* YOUR GOAL
Nothing other than the lines from the one containing "Pick out every instance of the dark red" through the close of the entries below should be printed, each exactly.

◆ ◆ ◆ ◆

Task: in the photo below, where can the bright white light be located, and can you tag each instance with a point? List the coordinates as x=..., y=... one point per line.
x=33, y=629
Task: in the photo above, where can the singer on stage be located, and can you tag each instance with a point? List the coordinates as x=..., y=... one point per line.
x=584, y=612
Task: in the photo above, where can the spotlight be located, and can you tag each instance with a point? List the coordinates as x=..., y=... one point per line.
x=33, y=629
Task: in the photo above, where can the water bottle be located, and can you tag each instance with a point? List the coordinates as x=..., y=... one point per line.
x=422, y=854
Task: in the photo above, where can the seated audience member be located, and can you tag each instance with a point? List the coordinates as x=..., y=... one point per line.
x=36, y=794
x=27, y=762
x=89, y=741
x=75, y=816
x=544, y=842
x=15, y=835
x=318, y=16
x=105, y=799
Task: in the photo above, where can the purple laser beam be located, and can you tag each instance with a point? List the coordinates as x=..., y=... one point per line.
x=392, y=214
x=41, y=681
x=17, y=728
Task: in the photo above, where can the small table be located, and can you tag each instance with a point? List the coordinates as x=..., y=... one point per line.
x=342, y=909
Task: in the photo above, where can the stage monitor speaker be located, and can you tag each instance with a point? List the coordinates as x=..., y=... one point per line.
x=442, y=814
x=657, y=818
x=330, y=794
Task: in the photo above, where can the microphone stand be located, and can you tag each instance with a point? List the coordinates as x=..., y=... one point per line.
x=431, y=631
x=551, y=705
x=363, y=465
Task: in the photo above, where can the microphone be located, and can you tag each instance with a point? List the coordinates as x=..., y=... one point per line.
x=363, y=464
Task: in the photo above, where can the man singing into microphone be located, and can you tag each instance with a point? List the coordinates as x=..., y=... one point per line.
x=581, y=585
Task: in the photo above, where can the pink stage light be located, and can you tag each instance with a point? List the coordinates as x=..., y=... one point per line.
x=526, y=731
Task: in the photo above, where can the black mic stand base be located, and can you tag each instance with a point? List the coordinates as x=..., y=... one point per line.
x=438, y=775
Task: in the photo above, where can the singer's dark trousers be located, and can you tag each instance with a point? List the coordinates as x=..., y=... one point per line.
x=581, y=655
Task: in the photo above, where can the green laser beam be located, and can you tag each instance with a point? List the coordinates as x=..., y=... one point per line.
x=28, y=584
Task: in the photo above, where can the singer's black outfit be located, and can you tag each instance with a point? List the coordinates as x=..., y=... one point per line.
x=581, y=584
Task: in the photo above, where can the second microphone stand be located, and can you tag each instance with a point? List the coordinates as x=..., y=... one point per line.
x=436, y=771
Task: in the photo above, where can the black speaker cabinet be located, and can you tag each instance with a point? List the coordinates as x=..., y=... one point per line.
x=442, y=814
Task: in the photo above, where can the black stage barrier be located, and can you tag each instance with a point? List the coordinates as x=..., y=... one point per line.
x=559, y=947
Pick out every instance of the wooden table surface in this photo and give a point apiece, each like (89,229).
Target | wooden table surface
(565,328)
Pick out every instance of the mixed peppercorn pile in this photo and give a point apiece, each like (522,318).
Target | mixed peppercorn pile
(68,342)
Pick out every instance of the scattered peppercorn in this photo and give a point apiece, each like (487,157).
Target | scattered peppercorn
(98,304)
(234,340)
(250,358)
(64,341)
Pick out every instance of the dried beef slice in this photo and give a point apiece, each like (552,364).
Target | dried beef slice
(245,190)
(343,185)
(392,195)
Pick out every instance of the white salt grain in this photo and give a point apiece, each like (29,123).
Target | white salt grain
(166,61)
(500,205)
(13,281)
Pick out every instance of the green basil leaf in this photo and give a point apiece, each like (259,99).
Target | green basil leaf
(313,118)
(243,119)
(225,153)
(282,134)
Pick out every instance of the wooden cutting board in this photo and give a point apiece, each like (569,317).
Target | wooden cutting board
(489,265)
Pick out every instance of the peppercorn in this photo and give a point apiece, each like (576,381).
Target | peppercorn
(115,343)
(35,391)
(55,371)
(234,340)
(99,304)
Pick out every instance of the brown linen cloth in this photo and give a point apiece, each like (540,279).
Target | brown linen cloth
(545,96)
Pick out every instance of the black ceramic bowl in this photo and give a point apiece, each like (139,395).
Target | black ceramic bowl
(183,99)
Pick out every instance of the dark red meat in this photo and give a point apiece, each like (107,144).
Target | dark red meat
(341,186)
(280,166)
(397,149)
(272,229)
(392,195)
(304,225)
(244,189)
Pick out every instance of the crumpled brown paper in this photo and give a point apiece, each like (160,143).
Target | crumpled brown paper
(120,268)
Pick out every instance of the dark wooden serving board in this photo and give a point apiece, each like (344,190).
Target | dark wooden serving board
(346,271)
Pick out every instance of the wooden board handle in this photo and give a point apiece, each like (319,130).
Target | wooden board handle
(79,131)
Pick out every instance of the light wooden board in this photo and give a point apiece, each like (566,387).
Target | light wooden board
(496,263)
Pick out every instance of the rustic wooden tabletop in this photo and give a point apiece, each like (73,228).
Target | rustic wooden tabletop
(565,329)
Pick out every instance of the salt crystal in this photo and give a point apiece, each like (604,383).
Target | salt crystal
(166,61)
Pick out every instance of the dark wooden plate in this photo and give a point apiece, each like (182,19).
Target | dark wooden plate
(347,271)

◆ ◆ ◆ ◆

* ANSWER FOR THIS EXERCISE
Pick out every instance of the dark red meat in this photo and give a point apiece, each like (107,144).
Target | dark red meat
(341,186)
(280,166)
(397,149)
(272,229)
(392,195)
(304,225)
(244,189)
Pick out every instance of the crumpled brown paper in this photo and give a point apiece, each like (160,143).
Target | crumpled brown paper
(120,268)
Pick out every instance of the dark wooden serving board in this photo and give a point apiece, each like (344,190).
Target | dark wooden serving board
(346,271)
Pick out every instance of the wooden board handle in this photo and give a point apiece, each like (319,130).
Target | wooden board handle
(79,131)
Pick out every instance of the light wooden board in this photo and give a point apiece, each like (566,387).
Target | light wooden board
(496,263)
Pick out every instance of the rustic wooden tabletop in this photo and give a point apiece, each like (73,228).
Target | rustic wooden tabletop
(565,329)
Pick out every instance of the salt crystal in this photo and give a point apiece, each like (604,383).
Target | salt crystal
(166,61)
Pick out every instance of the dark wooden plate in this photo and give a point apiece, each like (182,19).
Target | dark wooden plate
(347,271)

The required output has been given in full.